▶ What is asked
1. Transcribe the stretch of the passage on online advertising from "Some buyers will" through "types of metrics.".
2. Write the next part of the passage on online advertising and direct response, picking up after its final sentence.

▶ Quoted passage
★ ★ ★ ★

The only medium in recent history that has had true advertising scarcity is network television, and, with this year’s upfront, one might suggest that even this is no longer true. In every other case there has been either unlimited inventory available (magazines and newspapers) or limits that have rarely, if ever, been reached (radio, cable and spot TV).

Jim’s right that web publishers, in selling off “remnant” inventory at hugely discounted rates, are shooting themselves in the foot. All they’re doing is making it easy for media buyers to get bargains, and devaluing the very idea of online advertising. Indeed, in another sharp insight, he writes:

Some buyers will point to activation levels (clicks, signups or outright sales) as indicators of the relative worth of specific inventory. This is completely understandable as a guideline. But giving it too much weight is problematic. For example, we now know that 16% of web users generate 80% of clicks and that this 16% represents the lower income and education segments of the total user base. Do we really want to be held accountable as an industry by metrics generated by the lowest common denominator and a minority of users to boot? I can’t think of too many successful models using these types of metrics.

These metrics drive the conversation and the core objectives of online advertising away from demand creation (which is basically the definition of advertising) to demand fulfillment or, put another way, direct response. There is nothing wrong with direct response; every other medium has it, and the industry drives huge value for both marketers and media. But direct response is not advertising—it is something different.

★ ★ ★ ★

▶ Excerpted data
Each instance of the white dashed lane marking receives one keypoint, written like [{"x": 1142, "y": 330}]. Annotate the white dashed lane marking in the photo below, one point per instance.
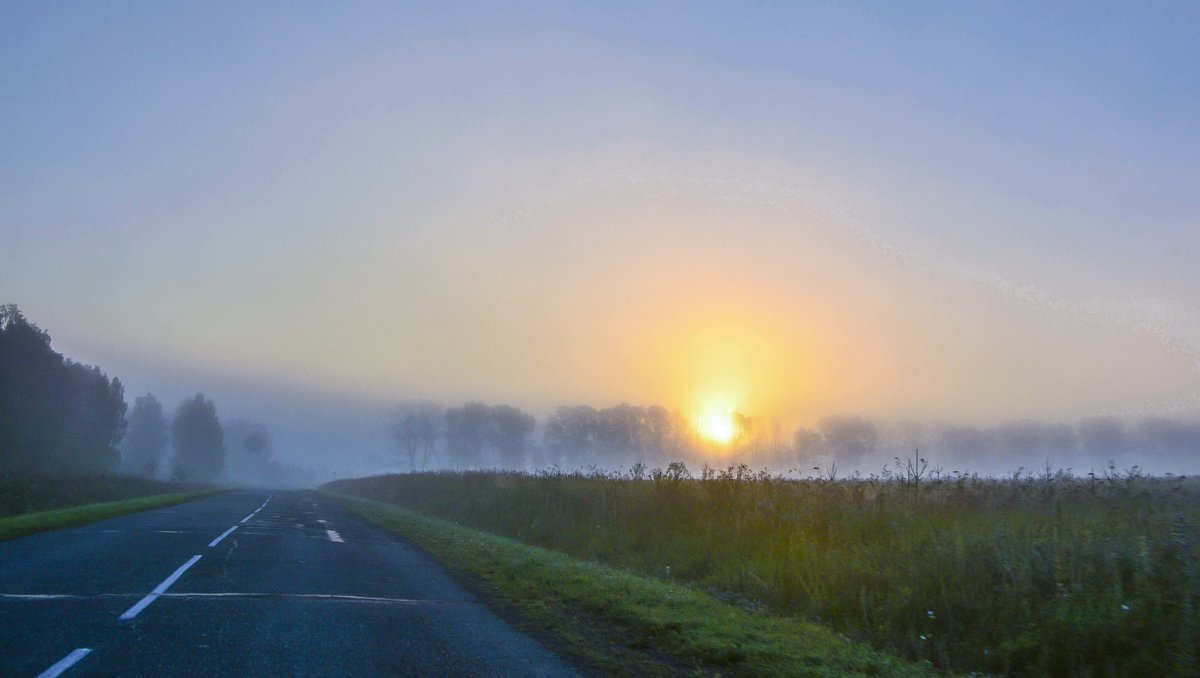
[
  {"x": 157, "y": 591},
  {"x": 64, "y": 664},
  {"x": 223, "y": 534}
]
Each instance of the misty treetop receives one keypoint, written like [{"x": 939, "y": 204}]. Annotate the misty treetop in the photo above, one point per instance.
[
  {"x": 145, "y": 441},
  {"x": 198, "y": 441},
  {"x": 55, "y": 414},
  {"x": 579, "y": 437}
]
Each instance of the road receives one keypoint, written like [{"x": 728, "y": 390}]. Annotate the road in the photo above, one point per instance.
[{"x": 300, "y": 587}]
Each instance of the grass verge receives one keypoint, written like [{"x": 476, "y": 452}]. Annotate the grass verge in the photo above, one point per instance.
[
  {"x": 613, "y": 622},
  {"x": 43, "y": 521}
]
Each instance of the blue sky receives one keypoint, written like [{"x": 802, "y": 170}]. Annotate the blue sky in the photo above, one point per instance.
[{"x": 910, "y": 210}]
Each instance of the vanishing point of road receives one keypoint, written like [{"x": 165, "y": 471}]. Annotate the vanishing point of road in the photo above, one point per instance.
[{"x": 245, "y": 583}]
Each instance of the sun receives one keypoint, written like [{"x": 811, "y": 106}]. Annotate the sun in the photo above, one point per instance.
[{"x": 715, "y": 423}]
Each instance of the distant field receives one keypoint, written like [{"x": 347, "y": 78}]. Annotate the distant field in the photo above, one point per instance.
[
  {"x": 29, "y": 493},
  {"x": 1031, "y": 576}
]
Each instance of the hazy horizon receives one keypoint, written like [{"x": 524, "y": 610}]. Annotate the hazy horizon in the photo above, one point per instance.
[{"x": 961, "y": 215}]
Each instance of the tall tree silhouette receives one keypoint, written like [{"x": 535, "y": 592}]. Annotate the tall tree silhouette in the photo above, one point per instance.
[
  {"x": 198, "y": 441},
  {"x": 55, "y": 414},
  {"x": 145, "y": 441}
]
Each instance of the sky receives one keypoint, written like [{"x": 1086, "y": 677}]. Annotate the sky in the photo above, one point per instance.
[{"x": 964, "y": 213}]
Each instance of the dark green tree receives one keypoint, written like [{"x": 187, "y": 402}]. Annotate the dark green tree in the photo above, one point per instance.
[
  {"x": 55, "y": 414},
  {"x": 145, "y": 441},
  {"x": 198, "y": 441}
]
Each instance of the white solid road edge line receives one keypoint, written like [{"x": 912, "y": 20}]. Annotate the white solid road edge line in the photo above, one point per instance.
[
  {"x": 223, "y": 534},
  {"x": 64, "y": 664},
  {"x": 157, "y": 591}
]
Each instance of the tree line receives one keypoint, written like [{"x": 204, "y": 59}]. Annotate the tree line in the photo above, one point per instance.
[
  {"x": 577, "y": 437},
  {"x": 59, "y": 417}
]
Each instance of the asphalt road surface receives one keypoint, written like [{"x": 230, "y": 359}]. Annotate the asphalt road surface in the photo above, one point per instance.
[{"x": 300, "y": 587}]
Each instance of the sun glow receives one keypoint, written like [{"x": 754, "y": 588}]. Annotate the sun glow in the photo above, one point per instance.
[{"x": 715, "y": 423}]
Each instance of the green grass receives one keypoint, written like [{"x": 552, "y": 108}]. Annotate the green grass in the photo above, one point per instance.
[
  {"x": 27, "y": 493},
  {"x": 1051, "y": 575},
  {"x": 617, "y": 622},
  {"x": 59, "y": 519}
]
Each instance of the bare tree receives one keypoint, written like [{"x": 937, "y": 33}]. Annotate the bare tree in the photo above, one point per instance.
[{"x": 417, "y": 426}]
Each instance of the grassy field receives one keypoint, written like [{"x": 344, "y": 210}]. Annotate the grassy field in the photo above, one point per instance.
[
  {"x": 1031, "y": 575},
  {"x": 30, "y": 523},
  {"x": 37, "y": 503},
  {"x": 615, "y": 622},
  {"x": 41, "y": 492}
]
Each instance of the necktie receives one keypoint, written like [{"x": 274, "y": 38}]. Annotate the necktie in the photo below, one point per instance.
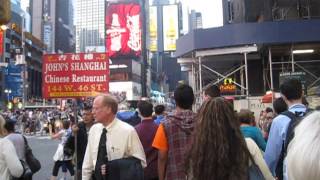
[{"x": 102, "y": 155}]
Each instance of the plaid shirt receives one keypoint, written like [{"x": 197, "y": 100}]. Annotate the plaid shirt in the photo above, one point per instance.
[{"x": 178, "y": 129}]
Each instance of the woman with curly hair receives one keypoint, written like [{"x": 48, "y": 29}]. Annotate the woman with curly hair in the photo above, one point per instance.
[
  {"x": 219, "y": 150},
  {"x": 10, "y": 166}
]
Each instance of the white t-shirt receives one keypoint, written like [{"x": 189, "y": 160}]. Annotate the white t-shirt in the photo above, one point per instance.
[{"x": 10, "y": 164}]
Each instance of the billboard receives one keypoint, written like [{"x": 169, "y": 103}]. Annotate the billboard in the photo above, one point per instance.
[
  {"x": 123, "y": 30},
  {"x": 153, "y": 22},
  {"x": 1, "y": 42},
  {"x": 13, "y": 80},
  {"x": 170, "y": 27},
  {"x": 75, "y": 75},
  {"x": 125, "y": 90}
]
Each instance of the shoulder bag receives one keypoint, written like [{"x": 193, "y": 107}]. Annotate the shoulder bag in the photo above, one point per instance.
[{"x": 33, "y": 163}]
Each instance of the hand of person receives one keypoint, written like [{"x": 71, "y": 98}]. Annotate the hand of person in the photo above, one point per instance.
[
  {"x": 104, "y": 169},
  {"x": 75, "y": 128}
]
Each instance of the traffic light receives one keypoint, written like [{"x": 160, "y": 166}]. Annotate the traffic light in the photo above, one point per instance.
[{"x": 5, "y": 11}]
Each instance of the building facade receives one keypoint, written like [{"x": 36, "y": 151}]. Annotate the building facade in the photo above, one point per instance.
[
  {"x": 90, "y": 25},
  {"x": 52, "y": 22},
  {"x": 259, "y": 44},
  {"x": 22, "y": 53},
  {"x": 195, "y": 20}
]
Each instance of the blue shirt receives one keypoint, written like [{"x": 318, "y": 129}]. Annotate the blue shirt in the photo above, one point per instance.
[
  {"x": 255, "y": 134},
  {"x": 159, "y": 119},
  {"x": 277, "y": 135}
]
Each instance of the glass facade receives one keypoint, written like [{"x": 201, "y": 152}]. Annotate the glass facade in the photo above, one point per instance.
[{"x": 90, "y": 28}]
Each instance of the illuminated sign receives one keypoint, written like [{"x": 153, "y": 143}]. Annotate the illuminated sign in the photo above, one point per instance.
[
  {"x": 123, "y": 30},
  {"x": 130, "y": 90},
  {"x": 170, "y": 27},
  {"x": 1, "y": 42},
  {"x": 228, "y": 86},
  {"x": 153, "y": 28},
  {"x": 75, "y": 75}
]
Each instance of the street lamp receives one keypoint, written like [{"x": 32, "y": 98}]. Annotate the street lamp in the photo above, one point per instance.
[{"x": 8, "y": 92}]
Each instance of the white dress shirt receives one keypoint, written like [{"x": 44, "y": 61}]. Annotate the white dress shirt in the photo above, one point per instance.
[{"x": 122, "y": 141}]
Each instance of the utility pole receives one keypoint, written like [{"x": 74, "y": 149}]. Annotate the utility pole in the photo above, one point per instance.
[{"x": 23, "y": 62}]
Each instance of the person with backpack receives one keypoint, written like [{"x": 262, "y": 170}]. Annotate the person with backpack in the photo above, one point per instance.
[
  {"x": 59, "y": 157},
  {"x": 283, "y": 125},
  {"x": 80, "y": 131}
]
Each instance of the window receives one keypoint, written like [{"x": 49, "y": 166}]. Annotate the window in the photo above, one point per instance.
[{"x": 230, "y": 11}]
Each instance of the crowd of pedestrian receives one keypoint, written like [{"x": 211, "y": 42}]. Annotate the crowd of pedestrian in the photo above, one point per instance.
[{"x": 151, "y": 143}]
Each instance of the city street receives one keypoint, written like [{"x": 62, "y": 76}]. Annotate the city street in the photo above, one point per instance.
[{"x": 44, "y": 148}]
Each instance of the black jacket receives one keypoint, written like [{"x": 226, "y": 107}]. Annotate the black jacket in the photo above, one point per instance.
[{"x": 82, "y": 138}]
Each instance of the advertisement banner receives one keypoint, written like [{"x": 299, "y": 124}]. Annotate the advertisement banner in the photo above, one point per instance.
[
  {"x": 170, "y": 27},
  {"x": 153, "y": 28},
  {"x": 125, "y": 90},
  {"x": 1, "y": 42},
  {"x": 123, "y": 30},
  {"x": 75, "y": 75},
  {"x": 296, "y": 75},
  {"x": 13, "y": 80}
]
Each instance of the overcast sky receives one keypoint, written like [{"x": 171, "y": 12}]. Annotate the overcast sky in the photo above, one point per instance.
[{"x": 211, "y": 11}]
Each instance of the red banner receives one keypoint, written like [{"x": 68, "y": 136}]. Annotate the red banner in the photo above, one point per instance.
[
  {"x": 123, "y": 30},
  {"x": 75, "y": 75},
  {"x": 1, "y": 42}
]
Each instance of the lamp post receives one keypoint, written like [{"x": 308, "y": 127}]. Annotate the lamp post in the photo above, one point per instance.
[
  {"x": 23, "y": 62},
  {"x": 8, "y": 92}
]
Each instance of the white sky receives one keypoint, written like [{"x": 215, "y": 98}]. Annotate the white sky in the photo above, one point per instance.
[{"x": 211, "y": 11}]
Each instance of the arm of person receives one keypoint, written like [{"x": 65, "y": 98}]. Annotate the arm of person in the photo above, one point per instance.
[
  {"x": 87, "y": 165},
  {"x": 274, "y": 145},
  {"x": 260, "y": 140},
  {"x": 160, "y": 142},
  {"x": 162, "y": 163},
  {"x": 57, "y": 135},
  {"x": 136, "y": 148},
  {"x": 13, "y": 163},
  {"x": 258, "y": 159}
]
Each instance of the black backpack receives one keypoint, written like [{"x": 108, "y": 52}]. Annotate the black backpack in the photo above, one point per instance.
[{"x": 295, "y": 119}]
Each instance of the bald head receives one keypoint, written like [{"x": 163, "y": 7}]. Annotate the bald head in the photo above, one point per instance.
[
  {"x": 108, "y": 100},
  {"x": 104, "y": 109}
]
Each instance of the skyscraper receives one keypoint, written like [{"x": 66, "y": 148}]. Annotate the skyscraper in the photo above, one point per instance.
[
  {"x": 52, "y": 22},
  {"x": 90, "y": 25},
  {"x": 195, "y": 20}
]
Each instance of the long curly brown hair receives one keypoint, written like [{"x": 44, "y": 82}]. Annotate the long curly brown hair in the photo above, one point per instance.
[{"x": 219, "y": 151}]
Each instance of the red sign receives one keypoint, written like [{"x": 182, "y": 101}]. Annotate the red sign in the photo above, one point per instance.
[
  {"x": 75, "y": 75},
  {"x": 123, "y": 30},
  {"x": 1, "y": 42}
]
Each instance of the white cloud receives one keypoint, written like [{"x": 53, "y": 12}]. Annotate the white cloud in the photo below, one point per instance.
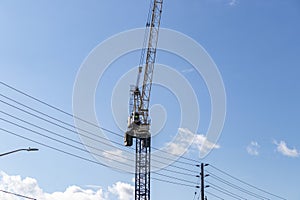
[
  {"x": 233, "y": 2},
  {"x": 124, "y": 191},
  {"x": 186, "y": 138},
  {"x": 189, "y": 70},
  {"x": 29, "y": 187},
  {"x": 285, "y": 150},
  {"x": 253, "y": 148}
]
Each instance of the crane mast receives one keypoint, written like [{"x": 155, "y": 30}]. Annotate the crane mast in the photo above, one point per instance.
[{"x": 138, "y": 121}]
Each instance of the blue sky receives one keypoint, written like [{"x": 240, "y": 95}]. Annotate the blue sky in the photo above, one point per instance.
[{"x": 255, "y": 45}]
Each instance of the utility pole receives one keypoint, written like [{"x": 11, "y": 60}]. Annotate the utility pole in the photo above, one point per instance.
[{"x": 202, "y": 180}]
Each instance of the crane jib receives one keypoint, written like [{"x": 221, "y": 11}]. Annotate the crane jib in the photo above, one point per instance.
[{"x": 138, "y": 120}]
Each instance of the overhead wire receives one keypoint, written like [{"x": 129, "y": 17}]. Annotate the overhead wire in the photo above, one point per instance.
[
  {"x": 236, "y": 187},
  {"x": 83, "y": 135},
  {"x": 214, "y": 195},
  {"x": 92, "y": 161},
  {"x": 114, "y": 133},
  {"x": 18, "y": 195},
  {"x": 226, "y": 192},
  {"x": 81, "y": 119},
  {"x": 244, "y": 182}
]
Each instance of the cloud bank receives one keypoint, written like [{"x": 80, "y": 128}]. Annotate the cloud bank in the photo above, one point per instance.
[
  {"x": 253, "y": 148},
  {"x": 29, "y": 187},
  {"x": 186, "y": 138},
  {"x": 285, "y": 150}
]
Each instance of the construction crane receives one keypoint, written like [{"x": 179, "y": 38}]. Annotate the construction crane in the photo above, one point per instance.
[{"x": 138, "y": 120}]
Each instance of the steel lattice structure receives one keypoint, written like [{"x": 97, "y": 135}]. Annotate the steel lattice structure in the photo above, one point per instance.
[{"x": 138, "y": 121}]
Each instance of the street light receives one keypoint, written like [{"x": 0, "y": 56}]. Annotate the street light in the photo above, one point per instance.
[{"x": 29, "y": 149}]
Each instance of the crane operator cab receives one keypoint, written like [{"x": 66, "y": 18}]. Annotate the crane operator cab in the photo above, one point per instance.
[{"x": 136, "y": 129}]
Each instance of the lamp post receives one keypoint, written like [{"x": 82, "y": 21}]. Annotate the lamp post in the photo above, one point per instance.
[{"x": 17, "y": 150}]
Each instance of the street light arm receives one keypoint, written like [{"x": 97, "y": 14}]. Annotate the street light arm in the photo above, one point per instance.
[{"x": 17, "y": 150}]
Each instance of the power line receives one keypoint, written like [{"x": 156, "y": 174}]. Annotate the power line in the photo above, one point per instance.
[
  {"x": 83, "y": 158},
  {"x": 173, "y": 182},
  {"x": 79, "y": 118},
  {"x": 236, "y": 187},
  {"x": 107, "y": 144},
  {"x": 67, "y": 144},
  {"x": 18, "y": 195},
  {"x": 83, "y": 135},
  {"x": 274, "y": 195},
  {"x": 117, "y": 134},
  {"x": 214, "y": 195},
  {"x": 226, "y": 192}
]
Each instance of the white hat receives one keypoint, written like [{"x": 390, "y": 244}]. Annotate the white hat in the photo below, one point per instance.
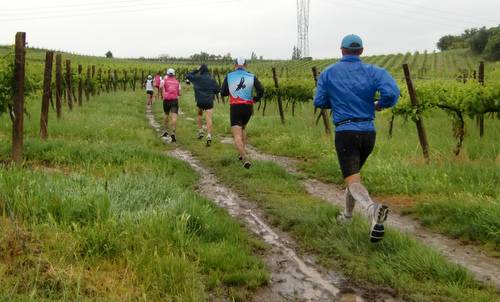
[{"x": 240, "y": 61}]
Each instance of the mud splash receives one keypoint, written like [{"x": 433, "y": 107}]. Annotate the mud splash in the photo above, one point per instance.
[
  {"x": 483, "y": 267},
  {"x": 292, "y": 278}
]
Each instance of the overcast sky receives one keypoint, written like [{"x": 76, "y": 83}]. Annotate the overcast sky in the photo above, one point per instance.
[{"x": 134, "y": 28}]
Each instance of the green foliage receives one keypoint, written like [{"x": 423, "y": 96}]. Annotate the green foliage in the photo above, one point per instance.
[
  {"x": 470, "y": 98},
  {"x": 6, "y": 82},
  {"x": 479, "y": 40},
  {"x": 492, "y": 49}
]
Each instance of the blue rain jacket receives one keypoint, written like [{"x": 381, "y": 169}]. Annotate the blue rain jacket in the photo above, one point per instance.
[{"x": 349, "y": 87}]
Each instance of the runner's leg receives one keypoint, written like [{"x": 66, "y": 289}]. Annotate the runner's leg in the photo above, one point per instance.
[
  {"x": 208, "y": 117},
  {"x": 165, "y": 121},
  {"x": 199, "y": 120},
  {"x": 238, "y": 140},
  {"x": 174, "y": 122}
]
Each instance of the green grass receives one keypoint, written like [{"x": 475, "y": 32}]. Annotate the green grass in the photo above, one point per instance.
[
  {"x": 98, "y": 212},
  {"x": 415, "y": 271},
  {"x": 466, "y": 185}
]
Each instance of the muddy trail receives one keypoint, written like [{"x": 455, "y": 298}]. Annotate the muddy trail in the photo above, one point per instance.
[
  {"x": 293, "y": 277},
  {"x": 484, "y": 267}
]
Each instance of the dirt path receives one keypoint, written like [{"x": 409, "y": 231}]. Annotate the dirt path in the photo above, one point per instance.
[
  {"x": 485, "y": 268},
  {"x": 293, "y": 278}
]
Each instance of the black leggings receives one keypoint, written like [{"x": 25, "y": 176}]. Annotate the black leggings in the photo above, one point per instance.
[{"x": 353, "y": 148}]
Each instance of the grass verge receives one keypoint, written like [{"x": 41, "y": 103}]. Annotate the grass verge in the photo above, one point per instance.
[
  {"x": 415, "y": 271},
  {"x": 98, "y": 212}
]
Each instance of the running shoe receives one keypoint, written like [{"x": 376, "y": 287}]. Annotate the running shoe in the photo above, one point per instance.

★ ★ ★ ★

▶ Answers for this exercise
1.
Some buyers will point to activation levels (clicks, signups or outright sales) as indicators of the relative worth of specific inventory. This is completely understandable as a guideline. But giving it too much weight is problematic. For example, we now know that 16% of web users generate 80% of clicks and that this 16% represents the lower income and education segments of the total user base. Do we really want to be held accountable as an industry by metrics generated by the lowest common denominator and a minority of users to boot? I can’t think of too many successful models using these types of metrics.

2.
In other words, if you’re looking at your clickthrough rate, you’re not participating in the web equivalent of an advertisement, you’re participating in the web equivalent of junk mail. If publishers don’t want to be in the junk-mail business, they should be very wary about going down the clickthrough path.

The irony of Spanfeller’s column is that he’s the outgoing president and CEO of, which was one of the first journalistic websites to aggressively maximize its pageviews at the expense of the user experience. Auto-refresh, slideshows, cutting stories up into multiple pages — all of these tricks make reading content online that much less pleasant, and thereby cheapen the value provided to advertisers. There’s a reason that Vogue doesn’t put ads in the middle of its fashion stories — it’s presenting the best possible editorial product it can to the reader, and advertisers are happy to pay a premium for that. Online, there are very few equivalents, because of the tyranny of the CPM.

I’d love to see a world where the price of online advertising was a function how many unique visitors saw that ad unit, rather than how many times it was served. That’s much more how the print world works. Instead, we’re stuck in a junk-mail paradigm which benefits no one.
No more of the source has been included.